## Texte du document
---+---
PARIS: Deux gros morceaux pour le prix d'un: les députés débattent vendredi dans l'hémicycle de taxation du patrimoine, sur fond d'ultimatum du PS pour davantage de "justice fiscale", et une partie des parlementaires doivent se prononcer en commission sur la suspension de la réforme des retraites, autre clé d'une non-censure.

Dès 9H00, les députés rouvriront les débats sur le projet de budget de l'Etat, avec la question sensible de la fiscalité du patrimoine et la désormais fameuse taxe Zucman, après avoir approuvé ces derniers jours plusieurs taxes sur les grandes entreprises ou les géants des technologies.

Signe de l'importance du moment, le Premier ministre Sébastien Lecornu devrait se rendre à l'Assemblée dans la journée pour participer aux débats, selon son entourage, alors que le PS menace de censurer en cas de refus du gouvernement d'imposer les hauts patrimoines.

"La journée est majeure", souligne un ministre.
---+---
## Données fournies

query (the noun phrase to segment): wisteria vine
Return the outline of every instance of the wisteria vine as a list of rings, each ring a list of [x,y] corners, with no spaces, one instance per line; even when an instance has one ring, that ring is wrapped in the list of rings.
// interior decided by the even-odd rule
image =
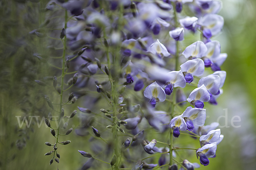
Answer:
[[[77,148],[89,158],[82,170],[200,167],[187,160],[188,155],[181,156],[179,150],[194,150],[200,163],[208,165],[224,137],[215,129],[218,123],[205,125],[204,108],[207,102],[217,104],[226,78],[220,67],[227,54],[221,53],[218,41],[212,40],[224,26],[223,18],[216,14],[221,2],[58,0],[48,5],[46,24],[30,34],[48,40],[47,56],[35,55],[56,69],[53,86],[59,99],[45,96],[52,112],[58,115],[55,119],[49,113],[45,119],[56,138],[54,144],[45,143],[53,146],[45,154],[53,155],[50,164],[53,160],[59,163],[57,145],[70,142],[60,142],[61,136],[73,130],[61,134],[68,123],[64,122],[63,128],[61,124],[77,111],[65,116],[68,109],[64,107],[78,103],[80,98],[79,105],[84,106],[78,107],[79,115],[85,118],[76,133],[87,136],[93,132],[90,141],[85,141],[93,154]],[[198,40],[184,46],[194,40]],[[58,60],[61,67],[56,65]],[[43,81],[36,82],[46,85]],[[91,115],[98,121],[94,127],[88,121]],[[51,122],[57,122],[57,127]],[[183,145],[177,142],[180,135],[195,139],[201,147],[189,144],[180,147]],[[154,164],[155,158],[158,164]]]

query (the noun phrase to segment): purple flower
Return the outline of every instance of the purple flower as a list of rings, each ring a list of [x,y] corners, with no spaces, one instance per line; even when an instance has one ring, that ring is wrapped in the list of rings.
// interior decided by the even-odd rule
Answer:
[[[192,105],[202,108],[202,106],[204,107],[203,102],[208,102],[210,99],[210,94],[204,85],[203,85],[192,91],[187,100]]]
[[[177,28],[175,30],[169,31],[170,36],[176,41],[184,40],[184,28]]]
---+---
## Consignes de travail
1. D'après le texte du document, à quelle heure les députés rouvriront-ils les débats sur le projet de budget de l'État ?
2. Relevez dans le texte du document toutes les indications de moment qui précisent quand une action a lieu ou aura lieu.
3. Réécrivez le passage du texte du document qui commence par « Signe de l'importance » et se termine par « souligne un ministre. », en remplaçant « Premier ministre » par « chef du gouvernement ».

## Réponses dans l'ordre
1. Dès 9H00.

2.
vendredi
Dès 9H00
ces derniers jours
dans la journée

3.
Signe de l'importance du moment, le chef du gouvernement Sébastien Lecornu devrait se rendre à l'Assemblée dans la journée pour participer aux débats, selon son entourage, alors que le PS menace de censurer en cas de refus du gouvernement d'imposer les hauts patrimoines.

"La journée est majeure", souligne un ministre.